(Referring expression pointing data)
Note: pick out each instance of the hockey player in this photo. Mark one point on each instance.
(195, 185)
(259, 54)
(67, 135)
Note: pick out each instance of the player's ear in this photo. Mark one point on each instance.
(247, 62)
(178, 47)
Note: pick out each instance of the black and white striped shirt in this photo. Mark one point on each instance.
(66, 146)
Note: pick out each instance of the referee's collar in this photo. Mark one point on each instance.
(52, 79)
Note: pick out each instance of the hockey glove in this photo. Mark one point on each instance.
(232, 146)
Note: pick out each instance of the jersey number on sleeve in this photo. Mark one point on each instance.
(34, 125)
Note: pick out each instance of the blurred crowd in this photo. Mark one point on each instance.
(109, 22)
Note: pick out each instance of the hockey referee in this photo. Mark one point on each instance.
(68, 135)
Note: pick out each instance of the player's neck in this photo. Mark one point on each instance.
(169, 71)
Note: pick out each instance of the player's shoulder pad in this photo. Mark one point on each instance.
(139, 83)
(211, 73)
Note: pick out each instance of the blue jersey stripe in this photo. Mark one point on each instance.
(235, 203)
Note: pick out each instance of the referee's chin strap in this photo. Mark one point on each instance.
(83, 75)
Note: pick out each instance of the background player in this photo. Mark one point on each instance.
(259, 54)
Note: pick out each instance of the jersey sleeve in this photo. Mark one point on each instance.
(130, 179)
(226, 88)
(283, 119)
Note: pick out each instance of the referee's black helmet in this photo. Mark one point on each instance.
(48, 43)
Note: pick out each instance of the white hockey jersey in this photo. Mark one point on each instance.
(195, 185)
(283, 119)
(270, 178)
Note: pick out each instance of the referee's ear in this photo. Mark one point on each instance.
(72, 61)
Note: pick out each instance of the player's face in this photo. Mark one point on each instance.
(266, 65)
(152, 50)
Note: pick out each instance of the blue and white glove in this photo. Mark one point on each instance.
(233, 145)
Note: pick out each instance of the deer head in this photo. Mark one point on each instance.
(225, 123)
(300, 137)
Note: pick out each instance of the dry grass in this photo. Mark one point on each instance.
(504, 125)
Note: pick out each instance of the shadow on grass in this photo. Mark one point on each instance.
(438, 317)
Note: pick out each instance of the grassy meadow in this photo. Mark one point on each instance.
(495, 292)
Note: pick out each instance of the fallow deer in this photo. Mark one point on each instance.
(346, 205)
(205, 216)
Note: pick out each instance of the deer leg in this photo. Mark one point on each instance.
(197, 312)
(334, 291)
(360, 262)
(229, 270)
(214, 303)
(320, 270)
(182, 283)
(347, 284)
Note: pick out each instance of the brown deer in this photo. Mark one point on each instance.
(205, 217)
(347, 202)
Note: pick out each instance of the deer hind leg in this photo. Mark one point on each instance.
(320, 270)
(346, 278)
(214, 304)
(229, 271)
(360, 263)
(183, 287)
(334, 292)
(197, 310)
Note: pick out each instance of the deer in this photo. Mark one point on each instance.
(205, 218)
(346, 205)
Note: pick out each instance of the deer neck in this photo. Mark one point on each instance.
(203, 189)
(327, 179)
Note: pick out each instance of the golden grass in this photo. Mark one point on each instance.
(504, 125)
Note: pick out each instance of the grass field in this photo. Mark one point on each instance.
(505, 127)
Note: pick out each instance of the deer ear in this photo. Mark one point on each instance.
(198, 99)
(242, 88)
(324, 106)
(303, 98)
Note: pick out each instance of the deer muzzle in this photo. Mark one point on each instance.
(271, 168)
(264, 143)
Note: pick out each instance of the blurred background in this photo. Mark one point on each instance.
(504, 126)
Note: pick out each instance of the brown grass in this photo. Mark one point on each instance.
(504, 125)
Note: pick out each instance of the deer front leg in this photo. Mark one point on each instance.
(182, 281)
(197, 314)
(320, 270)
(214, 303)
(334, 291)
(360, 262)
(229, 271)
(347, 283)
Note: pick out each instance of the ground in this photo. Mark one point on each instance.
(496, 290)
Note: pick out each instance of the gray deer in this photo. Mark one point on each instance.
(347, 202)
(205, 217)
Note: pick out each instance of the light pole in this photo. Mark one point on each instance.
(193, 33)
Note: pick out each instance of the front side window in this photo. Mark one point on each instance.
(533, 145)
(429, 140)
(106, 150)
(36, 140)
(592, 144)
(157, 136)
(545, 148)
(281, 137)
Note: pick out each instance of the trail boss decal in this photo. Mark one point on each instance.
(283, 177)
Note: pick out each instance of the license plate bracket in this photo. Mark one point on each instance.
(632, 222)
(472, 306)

DIRECTIONS: Please write out the data again exactly as it stands.

FINAL ANSWER:
Note: pick out each instance of the hockey player in this photo. Mark one point on each instance.
(195, 185)
(259, 54)
(67, 135)
Note: pick out each instance of the player's ear in this photo. Mark one point on each instance.
(247, 62)
(178, 47)
Note: pick out each instance of the black and white striped shirt in this photo. Mark one point on each instance.
(66, 146)
Note: pick out each instance of the referee's collar in this photo. Mark one point on each instance.
(52, 79)
Note: pick out each instance of the hockey glove in this photo. Mark one point on each instance.
(232, 146)
Note: pick out each instance of the jersey number on sleeve in this photo. Mark one point on each instance.
(34, 125)
Note: pick out each instance of the blurred crowd in this photo. Mark one point on each instance.
(109, 22)
Note: pick out each instance of the hockey referee in this photo. Mark one point on each instance.
(68, 135)
Note: pick out each instance of the player's neck in this photo. Mark one point on each instance.
(169, 71)
Note: pick out each instance of the player's shoulder pad in this photo. Mark one point on each instance.
(139, 83)
(211, 73)
Note: pick out each instance of the blue jersey stripe in this photo. Mark one point on each instance.
(235, 203)
Note: pick out each instance of the referee's chin strap in this photo. Mark one point on each instance.
(83, 75)
Note: pick out each instance of the background player in this photo. Mark one point on each instance.
(259, 54)
Note: pick out each instance of the jersey sleeve in this photo. Mark one point on each instance.
(130, 179)
(226, 88)
(283, 119)
Note: pick out each instance of the referee's black helmet in this photo. Mark one point on each instance.
(48, 43)
Note: pick out each instance of the white hockey jersey in this photo. Mark one point on each instance.
(195, 185)
(283, 119)
(270, 178)
Note: pick out each instance of the referee's ear in this photo. Mark one point on each instance.
(72, 61)
Note: pick out each instance of the player's face in this photo. Mark one point on each instance.
(266, 65)
(152, 50)
Note: pick out each instance of the blue and white glove in this photo. Mark one point on each instance.
(233, 145)
Note: pick out each instance of the deer head in this photo. Mark one point on each instance.
(225, 123)
(300, 137)
Note: pick out each instance of the dry grass in this photo. Mark one point on each instance.
(504, 125)
Note: pick out each instance of the shadow on grass in this photo. Mark one point on each instance.
(438, 317)
Note: pick out each instance of the grassy meadow in this photo. Mark one point on each instance.
(495, 292)
Note: pick out each instance of the fallow deer in this photo. Mark one point on each instance.
(346, 205)
(205, 216)
Note: pick out each instance of the deer leg in this photo. Mark one point on each instance.
(197, 312)
(334, 291)
(360, 262)
(229, 270)
(214, 303)
(320, 270)
(182, 283)
(347, 284)
Note: pick out each instance of the brown deer in this photo. Mark one point on each instance.
(205, 217)
(347, 202)
Note: pick out each instance of the deer hind leg in this photo. Mark one point on each instance.
(320, 270)
(346, 278)
(214, 304)
(229, 271)
(360, 263)
(183, 287)
(334, 292)
(197, 310)
Note: pick out each instance of the deer in this photo. Mark one point on each instance.
(205, 218)
(346, 205)
Note: pick out each instance of the deer neck in this photo. Mark one point on each instance.
(203, 189)
(327, 179)
Note: pick out each instance of the golden grass in this photo. Mark one point on each instance.
(504, 125)
Note: pick out each instance of the grass field in this photo. Mark one point on each instance.
(505, 127)
Note: pick out each instance of the deer ear in this photo. Mark one point on each instance.
(198, 99)
(242, 88)
(324, 106)
(303, 98)
Note: pick out each instance of the deer muzzle in this photo. Mark one point on each instance.
(271, 168)
(264, 143)
Note: pick out each instance of the blurred background in this photo. Mark one point on each instance.
(504, 126)
Note: pick out each instance of the brown grass in this photo. Mark one point on each instance.
(504, 125)
Note: pick out each instance of the deer front leg in this photo. Mark one point on each instance.
(182, 281)
(197, 314)
(320, 270)
(214, 303)
(334, 291)
(360, 262)
(229, 271)
(347, 283)
Note: pick out each instance of the ground in this photo. Mark one point on each instance.
(496, 290)
Note: pick out each instance of the gray deer in this photo. Mark one point on each instance.
(347, 202)
(205, 217)
Note: pick out each instance of the light pole in this photo. Mark one point on each instance.
(193, 33)
Note: pick out each instance of the front side window in this photo. Mark one point on each instance.
(533, 145)
(429, 140)
(106, 150)
(36, 140)
(592, 144)
(157, 136)
(545, 148)
(281, 137)
Note: pick out each instance of the trail boss decal in this photo. Mark one point on each instance.
(283, 177)
Note: pick out each instance of the license plate bracket in this photo. Mark one point on each instance.
(632, 222)
(472, 306)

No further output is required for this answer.